> [Problem requirements]:
Every entry should be transcribed word for word, so that nothing is missing.

Data excerpts Block Start

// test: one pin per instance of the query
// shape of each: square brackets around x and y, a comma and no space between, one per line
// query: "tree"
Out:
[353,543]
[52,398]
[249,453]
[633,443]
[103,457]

Data excerpts Block End

> [Solution for this task]:
// test: one pin per instance of the query
// shape of each: square brackets around x and y, a comma and no space between, one per line
// query: "tree"
Out:
[353,543]
[52,398]
[249,453]
[633,443]
[103,457]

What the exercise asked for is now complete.